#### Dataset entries
BEGIN

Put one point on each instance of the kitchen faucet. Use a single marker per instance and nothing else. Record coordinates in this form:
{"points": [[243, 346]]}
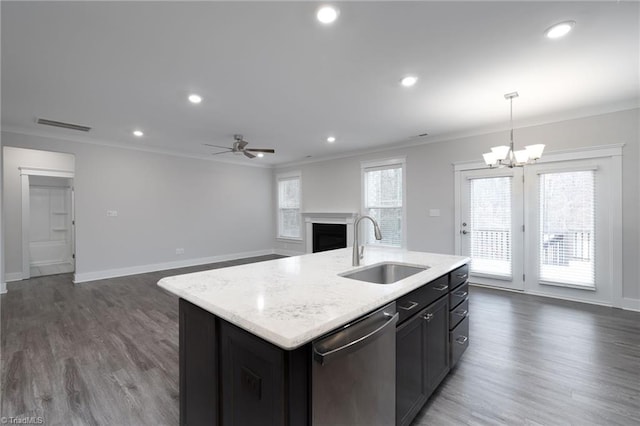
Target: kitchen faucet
{"points": [[357, 254]]}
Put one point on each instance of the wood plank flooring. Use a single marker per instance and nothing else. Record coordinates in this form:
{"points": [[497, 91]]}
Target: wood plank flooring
{"points": [[106, 353]]}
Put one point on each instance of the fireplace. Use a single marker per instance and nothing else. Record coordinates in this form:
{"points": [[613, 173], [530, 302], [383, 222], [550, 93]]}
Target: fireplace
{"points": [[329, 236], [344, 219]]}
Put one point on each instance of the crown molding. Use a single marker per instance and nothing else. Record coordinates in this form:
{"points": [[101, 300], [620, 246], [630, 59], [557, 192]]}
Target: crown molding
{"points": [[110, 144]]}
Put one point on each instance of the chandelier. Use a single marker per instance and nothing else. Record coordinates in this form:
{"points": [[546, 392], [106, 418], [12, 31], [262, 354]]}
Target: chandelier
{"points": [[506, 156]]}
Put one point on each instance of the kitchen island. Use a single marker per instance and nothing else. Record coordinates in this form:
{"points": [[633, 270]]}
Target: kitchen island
{"points": [[245, 331]]}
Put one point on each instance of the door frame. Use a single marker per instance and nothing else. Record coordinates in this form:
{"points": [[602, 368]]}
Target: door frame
{"points": [[614, 253], [25, 172]]}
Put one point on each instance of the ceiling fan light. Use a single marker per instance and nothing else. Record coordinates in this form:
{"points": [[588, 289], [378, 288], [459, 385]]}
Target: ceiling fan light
{"points": [[535, 151], [560, 30], [490, 159], [327, 14], [501, 152], [521, 156]]}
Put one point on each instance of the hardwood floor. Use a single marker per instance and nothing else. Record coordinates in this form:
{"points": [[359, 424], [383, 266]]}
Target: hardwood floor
{"points": [[540, 361], [106, 353]]}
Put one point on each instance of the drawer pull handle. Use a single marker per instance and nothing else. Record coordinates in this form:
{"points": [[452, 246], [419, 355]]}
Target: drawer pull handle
{"points": [[462, 340], [409, 306]]}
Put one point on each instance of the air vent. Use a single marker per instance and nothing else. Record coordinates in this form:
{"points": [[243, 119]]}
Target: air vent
{"points": [[63, 125]]}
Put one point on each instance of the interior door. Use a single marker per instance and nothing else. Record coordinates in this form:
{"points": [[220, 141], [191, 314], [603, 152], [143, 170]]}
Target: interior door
{"points": [[492, 226]]}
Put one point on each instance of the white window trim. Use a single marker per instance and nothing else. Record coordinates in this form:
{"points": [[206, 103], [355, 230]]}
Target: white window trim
{"points": [[287, 176], [402, 161], [614, 151]]}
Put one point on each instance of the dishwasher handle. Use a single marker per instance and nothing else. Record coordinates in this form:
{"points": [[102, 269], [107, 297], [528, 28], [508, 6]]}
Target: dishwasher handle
{"points": [[324, 351]]}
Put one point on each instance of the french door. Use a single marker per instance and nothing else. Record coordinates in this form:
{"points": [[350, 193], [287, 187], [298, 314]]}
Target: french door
{"points": [[491, 226], [546, 228]]}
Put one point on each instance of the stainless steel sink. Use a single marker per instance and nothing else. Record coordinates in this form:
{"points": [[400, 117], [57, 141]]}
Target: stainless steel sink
{"points": [[384, 273]]}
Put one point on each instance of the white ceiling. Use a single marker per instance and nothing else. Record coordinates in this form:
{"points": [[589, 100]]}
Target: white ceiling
{"points": [[270, 71]]}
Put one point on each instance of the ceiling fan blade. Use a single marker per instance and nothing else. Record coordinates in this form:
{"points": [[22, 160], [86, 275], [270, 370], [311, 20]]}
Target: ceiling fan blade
{"points": [[267, 150]]}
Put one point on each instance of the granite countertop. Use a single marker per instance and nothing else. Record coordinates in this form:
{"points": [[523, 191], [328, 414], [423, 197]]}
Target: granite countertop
{"points": [[293, 300]]}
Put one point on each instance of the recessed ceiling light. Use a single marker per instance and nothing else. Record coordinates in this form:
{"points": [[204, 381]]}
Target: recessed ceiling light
{"points": [[327, 14], [560, 30], [195, 99], [409, 81]]}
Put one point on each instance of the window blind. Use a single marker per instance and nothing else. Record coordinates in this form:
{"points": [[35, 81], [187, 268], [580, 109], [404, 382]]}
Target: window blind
{"points": [[289, 207], [383, 201], [489, 226], [567, 228]]}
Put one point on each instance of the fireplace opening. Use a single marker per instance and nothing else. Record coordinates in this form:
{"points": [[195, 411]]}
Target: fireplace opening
{"points": [[329, 236]]}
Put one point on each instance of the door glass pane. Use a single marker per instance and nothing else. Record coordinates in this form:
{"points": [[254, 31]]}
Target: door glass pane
{"points": [[489, 226], [567, 228]]}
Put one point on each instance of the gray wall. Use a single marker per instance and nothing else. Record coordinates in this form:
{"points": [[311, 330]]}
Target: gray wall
{"points": [[210, 209], [335, 184]]}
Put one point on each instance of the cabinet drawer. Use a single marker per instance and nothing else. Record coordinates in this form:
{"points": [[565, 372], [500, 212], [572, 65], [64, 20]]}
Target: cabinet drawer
{"points": [[459, 276], [458, 314], [458, 295], [415, 301], [459, 340]]}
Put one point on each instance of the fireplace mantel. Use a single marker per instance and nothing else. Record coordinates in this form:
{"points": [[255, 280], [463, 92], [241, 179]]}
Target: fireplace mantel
{"points": [[347, 218]]}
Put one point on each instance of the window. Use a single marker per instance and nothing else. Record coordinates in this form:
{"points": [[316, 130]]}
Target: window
{"points": [[567, 228], [383, 199], [289, 205]]}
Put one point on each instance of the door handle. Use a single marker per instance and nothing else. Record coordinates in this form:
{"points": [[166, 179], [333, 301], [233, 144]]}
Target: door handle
{"points": [[410, 305], [354, 344]]}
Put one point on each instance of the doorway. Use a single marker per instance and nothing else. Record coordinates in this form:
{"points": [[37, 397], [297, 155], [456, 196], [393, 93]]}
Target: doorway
{"points": [[51, 226], [48, 222], [551, 228]]}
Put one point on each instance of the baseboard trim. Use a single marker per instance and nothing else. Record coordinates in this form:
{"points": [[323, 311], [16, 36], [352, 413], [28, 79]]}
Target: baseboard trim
{"points": [[85, 277], [283, 252], [630, 304], [13, 276]]}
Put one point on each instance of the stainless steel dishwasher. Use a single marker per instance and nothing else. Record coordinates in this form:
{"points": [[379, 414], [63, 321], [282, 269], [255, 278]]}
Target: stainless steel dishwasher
{"points": [[354, 372]]}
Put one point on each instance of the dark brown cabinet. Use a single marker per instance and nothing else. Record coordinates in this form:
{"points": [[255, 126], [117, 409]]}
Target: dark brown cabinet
{"points": [[229, 376], [459, 313], [422, 358]]}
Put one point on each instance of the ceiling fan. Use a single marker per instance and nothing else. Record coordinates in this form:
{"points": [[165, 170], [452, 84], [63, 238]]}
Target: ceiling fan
{"points": [[240, 146]]}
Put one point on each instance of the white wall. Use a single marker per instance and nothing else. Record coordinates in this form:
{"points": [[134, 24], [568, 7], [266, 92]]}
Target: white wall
{"points": [[335, 184], [213, 210]]}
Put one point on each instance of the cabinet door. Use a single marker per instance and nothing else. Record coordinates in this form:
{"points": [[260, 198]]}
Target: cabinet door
{"points": [[253, 379], [198, 366], [436, 318], [410, 369]]}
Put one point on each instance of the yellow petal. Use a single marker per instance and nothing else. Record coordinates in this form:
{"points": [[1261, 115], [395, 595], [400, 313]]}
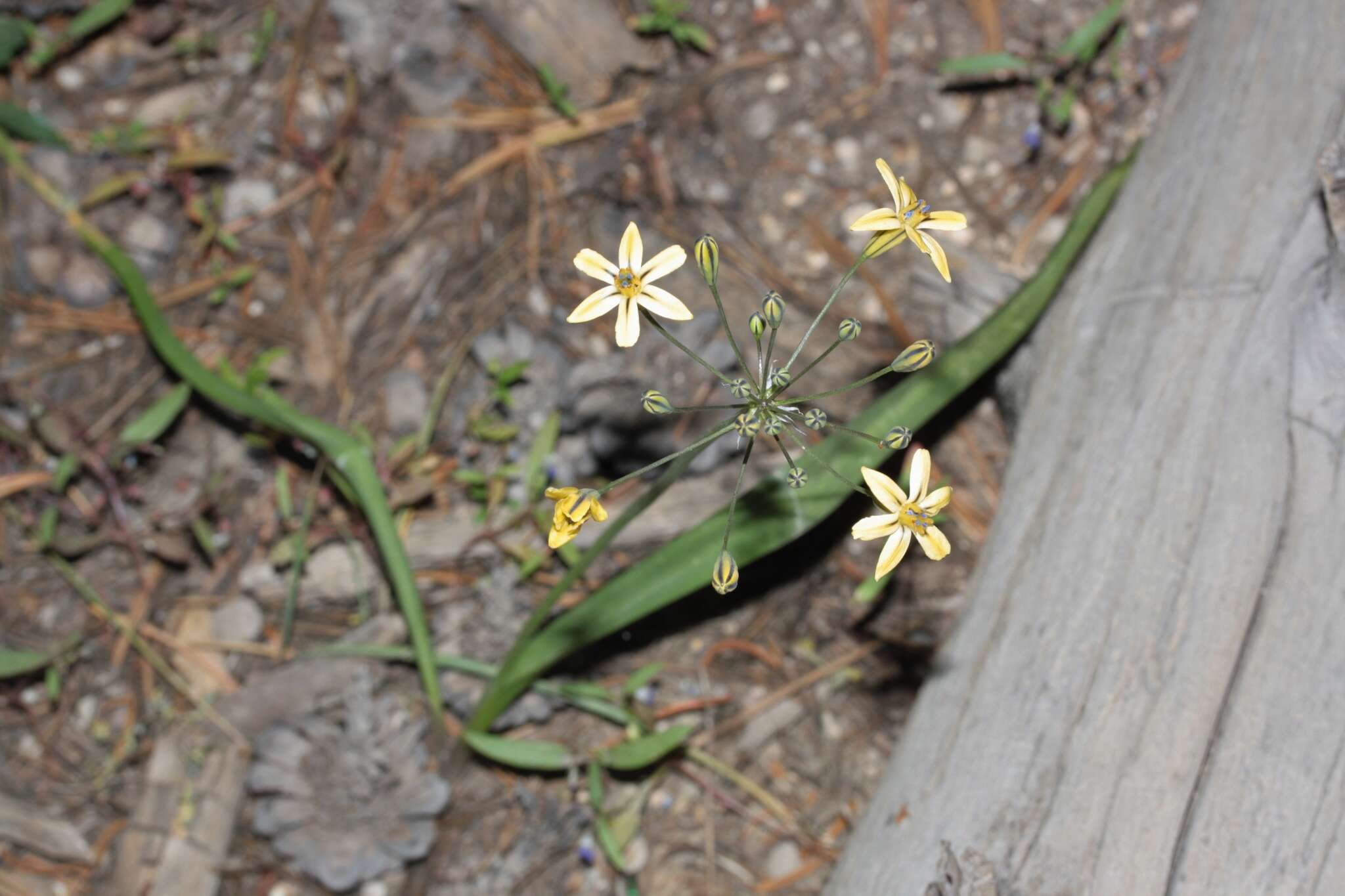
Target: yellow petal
{"points": [[888, 494], [877, 219], [595, 305], [562, 536], [875, 527], [631, 251], [663, 304], [627, 324], [939, 258], [893, 550], [919, 475], [935, 543], [595, 265], [944, 221], [577, 507], [937, 500], [663, 264]]}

END

#### Task goal
All lines from the one that contains "Target: baseboard trim" through the last line of the data should be retyped exactly, with the pictures left out.

#### Result for this task
Target: baseboard trim
{"points": [[85, 277], [283, 252], [630, 304], [13, 276]]}
Put one point on each instance of the stainless steel dishwasher. Use a single marker per instance and nothing else. Record coordinates in this form:
{"points": [[379, 414], [63, 321], [282, 269], [255, 278]]}
Target: stainless steel dishwasher
{"points": [[354, 372]]}
Put one point on each instance of the dark brown cabinet. Use a single marker per instance and nothing else. Record coordinates in this form:
{"points": [[255, 126], [117, 409]]}
Target: dark brown cabinet
{"points": [[229, 376], [459, 313], [422, 358]]}
Put one point on each instance of the ceiling fan. Use a single marker per instance and nothing else. Record coordinates in this form:
{"points": [[165, 170], [452, 84], [63, 238]]}
Target: ceiling fan
{"points": [[240, 146]]}
Put one point on each instance of the white wall. Use a single marker per instance and nothing else. Record coordinates in this form:
{"points": [[134, 24], [568, 7], [266, 92]]}
Target: white wall
{"points": [[335, 184], [213, 210]]}
Put one point on each instance of the cabinet door. Use a single marker per instance and nothing else. Record coordinates in this form:
{"points": [[260, 198]]}
Target: cabinet door
{"points": [[253, 379], [198, 366], [436, 318], [410, 369]]}
Put one point on each instance of the yellow petal. Use a single marker per instance and nothing else. Record coordinates in this form:
{"points": [[1261, 115], [395, 595], [400, 313]]}
Target: yellow petal
{"points": [[888, 494], [877, 219], [595, 305], [562, 536], [875, 527], [631, 251], [663, 304], [627, 324], [939, 258], [893, 550], [919, 475], [935, 543], [595, 265], [944, 221], [577, 507], [937, 500], [663, 264]]}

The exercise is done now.